BEGIN Extracted information

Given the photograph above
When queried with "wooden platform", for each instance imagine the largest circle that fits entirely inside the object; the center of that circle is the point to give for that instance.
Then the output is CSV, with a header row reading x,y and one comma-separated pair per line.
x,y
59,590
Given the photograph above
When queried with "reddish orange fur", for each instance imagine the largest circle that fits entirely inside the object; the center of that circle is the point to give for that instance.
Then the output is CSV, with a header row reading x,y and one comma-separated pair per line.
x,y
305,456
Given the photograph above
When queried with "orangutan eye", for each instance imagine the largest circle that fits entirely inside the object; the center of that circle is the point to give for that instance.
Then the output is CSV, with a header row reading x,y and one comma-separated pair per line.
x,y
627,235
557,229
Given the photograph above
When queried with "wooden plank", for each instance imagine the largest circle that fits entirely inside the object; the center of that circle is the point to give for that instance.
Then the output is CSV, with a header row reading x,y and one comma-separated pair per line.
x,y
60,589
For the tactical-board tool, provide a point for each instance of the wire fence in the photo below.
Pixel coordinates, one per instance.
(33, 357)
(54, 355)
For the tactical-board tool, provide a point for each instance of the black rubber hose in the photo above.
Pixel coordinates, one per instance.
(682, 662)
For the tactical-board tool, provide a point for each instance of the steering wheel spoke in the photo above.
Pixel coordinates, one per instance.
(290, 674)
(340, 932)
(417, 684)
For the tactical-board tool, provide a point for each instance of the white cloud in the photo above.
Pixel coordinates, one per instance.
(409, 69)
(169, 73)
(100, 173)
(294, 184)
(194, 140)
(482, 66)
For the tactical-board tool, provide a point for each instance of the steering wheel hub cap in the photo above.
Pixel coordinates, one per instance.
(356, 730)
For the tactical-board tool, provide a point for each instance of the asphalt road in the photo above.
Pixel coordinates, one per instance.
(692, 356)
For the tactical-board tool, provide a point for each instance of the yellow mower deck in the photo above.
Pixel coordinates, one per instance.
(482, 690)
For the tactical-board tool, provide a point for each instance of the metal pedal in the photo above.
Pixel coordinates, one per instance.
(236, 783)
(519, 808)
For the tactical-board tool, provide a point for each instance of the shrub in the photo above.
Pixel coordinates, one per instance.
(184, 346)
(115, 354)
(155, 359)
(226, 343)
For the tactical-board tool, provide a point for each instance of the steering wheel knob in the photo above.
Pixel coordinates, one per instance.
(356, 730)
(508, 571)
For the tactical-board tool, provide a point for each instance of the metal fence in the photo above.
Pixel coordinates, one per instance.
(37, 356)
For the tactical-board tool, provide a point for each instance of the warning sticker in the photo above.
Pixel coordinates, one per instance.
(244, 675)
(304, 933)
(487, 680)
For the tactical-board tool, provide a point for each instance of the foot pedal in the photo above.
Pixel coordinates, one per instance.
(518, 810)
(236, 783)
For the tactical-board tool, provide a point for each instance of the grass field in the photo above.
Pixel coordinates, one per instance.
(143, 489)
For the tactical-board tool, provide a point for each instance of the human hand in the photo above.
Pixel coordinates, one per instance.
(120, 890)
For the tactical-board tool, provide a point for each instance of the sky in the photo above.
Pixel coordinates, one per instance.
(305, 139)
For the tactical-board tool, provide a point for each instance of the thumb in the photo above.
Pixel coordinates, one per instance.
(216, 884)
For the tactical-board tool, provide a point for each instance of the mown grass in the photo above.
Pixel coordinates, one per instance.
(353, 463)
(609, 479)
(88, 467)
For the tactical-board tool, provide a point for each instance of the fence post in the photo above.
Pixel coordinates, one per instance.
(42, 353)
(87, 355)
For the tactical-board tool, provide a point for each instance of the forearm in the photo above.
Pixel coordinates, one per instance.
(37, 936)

END Extracted information

**Brief:** Your reply must reproduce all records above exactly.

**Answer space:**
Given the photograph above
When queried with "wooden platform", for each instance imagine the largest circle that fits entirely inside the object; the center of that circle is the point to give for that instance.
Then the output is CSV, with a header row reading x,y and one comma-separated pair per line.
x,y
59,590
Given the photograph above
When queried with "reddish orange fur", for each instance imagine the largest circle that fits entirely inside the object; the center of that circle is the point to give for that instance.
Then the output is CSV, with a header row reading x,y and one comma-separated pair per line.
x,y
305,456
Given the photograph above
When queried with "orangutan eye", for each instance imagine the largest circle that fits entirely inside the object; the center of that circle is the point to give for that instance.
Then the output is CSV, with a header row reading x,y and one comma-separated pair per line.
x,y
627,235
557,229
Given the photograph above
When queried with "wooden plank", for each instance imagine the largest circle that fits entirely inside the object; the center of that circle is the point to give for that instance.
Then the output is CSV, with a header row reading x,y and one comma-separated pair per line.
x,y
60,589
For the tactical-board tool, provide a point for each instance of the wire fence in the photo below.
Pixel coordinates, one per instance.
(33, 357)
(54, 355)
For the tactical-board tool, provide a point for each instance of the black rubber hose in the photo above.
Pixel coordinates, one per instance.
(682, 662)
For the tactical-board tool, provide a point for each instance of the steering wheel spoke in the photo above.
Pixel coordinates, one per instance.
(290, 674)
(340, 932)
(417, 684)
For the tactical-board tool, provide a point for each instance of the white cloud in the photo above.
Pixel coordinates, one per instance.
(409, 69)
(169, 73)
(100, 173)
(294, 184)
(194, 140)
(482, 66)
For the tactical-board tool, provide a point for each instance of the steering wheel hub cap in the photo above.
Pixel coordinates, one per instance.
(356, 730)
For the tactical-board tool, provide a point for each instance of the asphalt road in the photo above.
Pixel coordinates, one per instance.
(692, 356)
For the tactical-board tool, provide a point for each instance of the yellow mower deck in the photo above.
Pixel coordinates, one per instance.
(482, 690)
For the tactical-board tool, provide a point for each instance of the metal pedal in the photo above.
Pixel coordinates, one per instance.
(236, 783)
(519, 808)
For the tactical-board tool, provide a point for each instance of the shrub in the photo above.
Pixel coordinates, one per instance.
(184, 346)
(115, 354)
(155, 359)
(226, 343)
For the tactical-board tool, provide a point for each instance of the steering wheel knob in the photo above.
Pixel coordinates, one per instance.
(356, 730)
(508, 571)
For the tactical-board tool, provide a point for each instance of the metal fence in the photo above.
Pixel coordinates, one per instance.
(37, 356)
For the tactical-board tool, provide a point for each instance of the warning sticker in the photo above.
Pixel coordinates, one per instance.
(244, 675)
(304, 933)
(487, 680)
For the tactical-board tool, provide a point for each instance of the foot pedal in the photo above.
Pixel coordinates, one per instance.
(518, 810)
(236, 783)
For the tactical-board tool, provide a point for each instance of the grass field in the photo above.
Pixel coordinates, one per instance.
(143, 489)
For the tactical-board tool, provide a point for each instance of the human hand in the photo above.
Pixel coordinates, one per instance.
(120, 890)
For the tactical-board tool, provide a point for each instance of the sky in the photo above.
Pixel coordinates, one per instance.
(305, 139)
For the tactical-board tool, provide a point for each instance of the thumb in the photo above.
Pixel coordinates, one per instance.
(216, 884)
For the tactical-board tool, provide a point for each instance of the mown grass in the photo above.
Pixel coordinates, one per instance.
(353, 463)
(609, 479)
(88, 467)
For the tactical-board tool, provide a point for each instance of the fence post in the photo above.
Pixel coordinates, one per instance.
(42, 353)
(87, 355)
For the tactical-board tool, provide a point for each instance of the forearm in the photo above.
Pixel coordinates, one per instance.
(37, 936)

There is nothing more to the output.